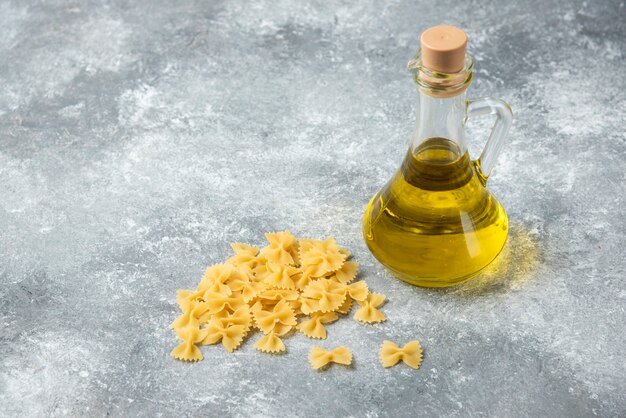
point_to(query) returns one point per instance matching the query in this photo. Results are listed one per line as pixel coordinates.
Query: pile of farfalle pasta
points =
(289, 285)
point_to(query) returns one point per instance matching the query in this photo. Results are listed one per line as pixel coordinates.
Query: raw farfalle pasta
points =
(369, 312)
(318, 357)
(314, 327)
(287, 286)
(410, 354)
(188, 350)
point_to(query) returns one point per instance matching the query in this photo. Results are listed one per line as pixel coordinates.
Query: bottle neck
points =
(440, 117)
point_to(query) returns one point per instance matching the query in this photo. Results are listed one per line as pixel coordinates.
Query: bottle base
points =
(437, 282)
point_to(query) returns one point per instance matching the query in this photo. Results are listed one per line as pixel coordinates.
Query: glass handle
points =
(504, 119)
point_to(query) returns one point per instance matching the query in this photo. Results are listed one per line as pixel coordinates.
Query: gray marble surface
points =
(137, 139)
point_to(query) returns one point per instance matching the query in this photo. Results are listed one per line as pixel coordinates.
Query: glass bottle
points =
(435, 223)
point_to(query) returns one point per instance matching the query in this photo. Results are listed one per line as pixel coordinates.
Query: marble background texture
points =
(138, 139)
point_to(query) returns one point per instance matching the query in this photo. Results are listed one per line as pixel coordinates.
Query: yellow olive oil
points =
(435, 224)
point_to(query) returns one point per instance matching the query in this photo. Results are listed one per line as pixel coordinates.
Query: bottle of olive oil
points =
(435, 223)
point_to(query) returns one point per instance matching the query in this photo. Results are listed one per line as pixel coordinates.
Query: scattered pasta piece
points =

● ● ● ●

WHAT YOU SHOULD DO - Quote each line of the listing exactly, but leave the pictures out.

THE SOLUTION -
point_to(query) returns one point per instance matching the query in this photo. Results are listed one per line as pixel coordinates.
Query: pile of farfalle pasta
points =
(289, 285)
point_to(query) returns one point per instance matching the query in this photo. Results are listed one per line as pixel coordinates.
Query: raw farfalle pasta
points =
(369, 312)
(318, 357)
(314, 327)
(287, 286)
(410, 354)
(188, 350)
point_to(query) returns one point per instance matching the query in this photo. Results are listed one per line as pixel coordinates.
Query: bottle neck
points =
(440, 117)
point_to(query) returns one point per instance matching the query in this photo. Results are listed one per line as pixel coordinates.
Query: bottle base
points =
(437, 282)
point_to(query) returns one point per instance matching the query in this photo. Results are listed one per line as pixel coordinates.
Query: glass handle
points =
(504, 119)
point_to(query) returns one point per instance matching the query in this photo. Results are listed one per line as pixel coordinates.
Query: gray marble surface
points =
(137, 139)
point_to(query) returns one point per instance matching the query in this photo. Results are listed one per line as pixel coordinates.
Query: glass bottle
points =
(435, 223)
point_to(query) returns one point per instance matching the query in this photo. Results are listed one per line as pixel coordinates.
Query: marble background texture
points =
(138, 139)
point_to(query) returns one point per instance matching the query in this photo. Results are listed one per line as pixel coordinates.
Query: yellow olive oil
points =
(435, 224)
point_to(query) returns one point per instance matching the query in this photo. Results are listed one per line as pixel coordinates.
Query: bottle of olive oil
points =
(435, 223)
point_to(query) returns one point per instance matching the query in this photo. Results are listed one per line as pixel coordinates.
Query: scattered pasta piece
points =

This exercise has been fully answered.